(Quoted passage):
When students in mental distress at universities harm themselves or others, who is liable? What can and should universities do about students in mental distress? These questions have been in the spotlight ever since the shootings at Virginia Tech earlier this year, but the problem has been around much longer than that.
Since the Virginia Tech killer Seung-Hui Cho had a well-documented and reported history of mental disturbance – a history that many now claim was dismissed by authorities – many are questioning whether the university could have done more to prevent the tragedy that eventually occurred at the school. Some have argued that universities tend to either ignore threats or overreact to them.
Some schools have faced wrongful death lawsuits filed by parents who have lost a child because of another student’s disturbed mental state. In response, some of these colleges and universities have implemented policies that automatically suspend those who seek psychiatric help. Some of the students suspended in this manner have successfully sued under the Americans with Disabilities Act or have sought action with the Department of Education’s Office of Civil Rights. The balance between school liability, student safety, and human rights seems particularly sticky in these situations.

(Recorded data):
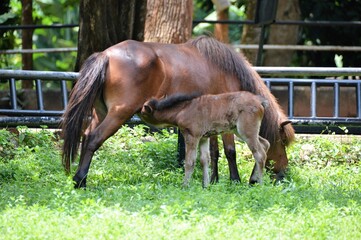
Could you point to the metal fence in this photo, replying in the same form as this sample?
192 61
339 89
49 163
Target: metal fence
287 78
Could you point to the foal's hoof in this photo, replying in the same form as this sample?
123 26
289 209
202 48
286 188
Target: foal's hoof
252 182
79 183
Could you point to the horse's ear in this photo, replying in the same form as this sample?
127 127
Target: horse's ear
147 109
284 124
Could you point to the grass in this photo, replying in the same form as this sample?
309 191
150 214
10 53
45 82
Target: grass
134 192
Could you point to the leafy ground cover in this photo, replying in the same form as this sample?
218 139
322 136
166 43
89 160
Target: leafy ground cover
134 192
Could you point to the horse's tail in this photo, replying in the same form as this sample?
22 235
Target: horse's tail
230 61
77 114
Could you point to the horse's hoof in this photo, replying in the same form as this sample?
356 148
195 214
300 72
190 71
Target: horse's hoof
79 183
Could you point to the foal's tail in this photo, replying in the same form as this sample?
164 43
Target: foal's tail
78 112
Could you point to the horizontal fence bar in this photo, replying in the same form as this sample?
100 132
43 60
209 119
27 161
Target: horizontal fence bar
197 21
52 118
32 75
39 50
263 71
297 47
308 71
236 46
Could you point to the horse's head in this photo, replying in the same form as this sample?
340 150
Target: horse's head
148 107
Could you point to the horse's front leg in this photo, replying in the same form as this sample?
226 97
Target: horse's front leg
259 148
190 159
205 159
92 140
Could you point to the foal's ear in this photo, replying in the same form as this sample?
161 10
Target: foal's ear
284 124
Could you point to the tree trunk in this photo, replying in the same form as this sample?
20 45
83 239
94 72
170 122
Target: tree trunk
283 34
221 30
251 33
278 34
27 40
103 25
168 21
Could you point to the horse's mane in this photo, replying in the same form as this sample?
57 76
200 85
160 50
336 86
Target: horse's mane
232 62
172 100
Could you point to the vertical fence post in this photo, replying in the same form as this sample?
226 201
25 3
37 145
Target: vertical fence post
336 105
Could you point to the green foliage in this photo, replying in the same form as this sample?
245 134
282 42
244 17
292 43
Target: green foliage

(Prompt):
Decide whether each statement below agrees with the passage on universities and students in mental distress, answering yes or no and quoting the words of the passage that settle it. (a) The passage presents the problem as one that began with the Virginia Tech shootings. (b) Some colleges and universities have adopted policies that automatically suspend students who seek psychiatric help. (c) Some students suspended under such policies have successfully sued under the Americans with Disabilities Act.

(Finished exercise):
(a) No: "the problem has been around much longer than that."
(b) Yes: "some of these colleges and universities have implemented policies that automatically suspend those who seek psychiatric help."
(c) Yes: "Some of the students suspended in this manner have successfully sued under the Americans with Disabilities Act"